Document segment
*** Block opens ***

Adjustments were made to the typical wet ashing procedure used by the University of Minnesota Research and Analytical lab to determine total sulfur by ICP. The actual digestion of samples for the comparison was the same. The old method compared measured sulfur in the axial mode at a wavelength of 180.731nm. The new analysis measured sulfur in the radial mode at a wavelength of 182.034 with the addition of a yttrium internal standard. The modified method slightly improved recovery of sulfur from two of the three reference samples (Figure 5). Total recovery of sulfur was still less than 90% of the guaranteed values. Recovery did differ by reference material and was lowest for the orchard reference at near 70% of the reference value.

Sulfur by combustion was determined using a Elementar Rapid S Cube. For comparison only one of the references, the tobacco standard, was analyzed using the rapid S cube. Results from the combustion S analysis showed a greater recovery of S from the rapid S cube but the average value was still less than the S value stated by the tobacco standard.

*** Block closes ***

Recorded data
*** Block opens ***

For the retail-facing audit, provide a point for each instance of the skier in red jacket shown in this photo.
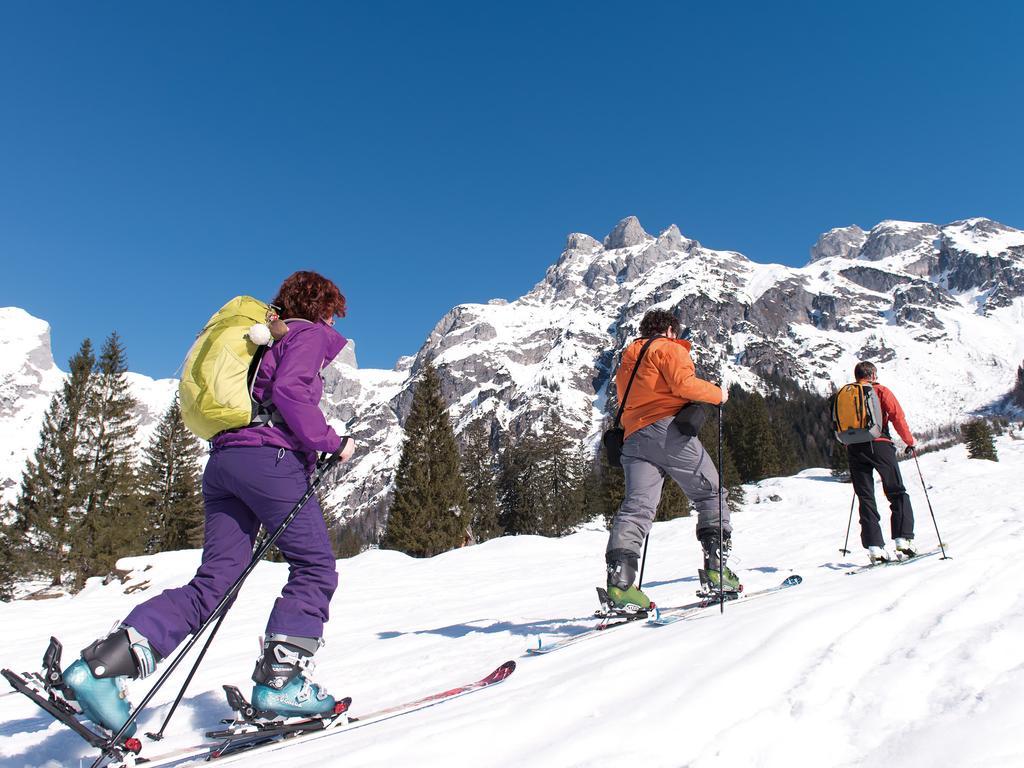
(880, 456)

*** Block closes ***

Task instructions
Continue the passage on measuring total sulfur in plant reference samples from the point where it stops.

Exercise output
Data for additional nutrients is not included in this report. Other nutrients were measured with and without the modified S procedure but there was no evidence that values for other nutrient varied. This indicates the S procedure could be modified without impacting other nutrients. The primary draw back to the modified procedure would be any additional cost or run time for samples. Since S recover still was not increased to 100% the modified procedure may not provide substantial enough increase over the standard procedure. Sulfur concentration would need to be related to crop yield to develop an index of response with the various procedures.

Table 13 summarizes corn data collected from Staples. The revised ICP method still difference from combustion values except for the V5 whole plant samples. The relationship between the two values was again curvilinear for the R2 leaf and grain samples and linear for the R6 whole plant samples.

Table 14 summarizes the relationship between yield and plant tissue S concentrations measured by ICP and by combustion. Of the four samples collected, there was no relationship between R6 whole plant S concentration and yield for either method. The best correlation was between R2 leaf S concentration and grain yield for both methods. However, there was a slight difference in the critical level with a slightly higher critical level for the combustion measurement. The greatest difference between critical levels was for the grain measurements where the critical level for the ICP analysis was roughly half that of the combustion analysis. This is consistent with other findings and indicates that ICP analysis is likely to under predict total S removal. For the diagnostic testing periods, V5 and R2, the values were close but still different where, again, separate critical levels should be established based on analysis method and the method of analysis should be clearly stated prior to any recommendations made for S application based on tissue analysis.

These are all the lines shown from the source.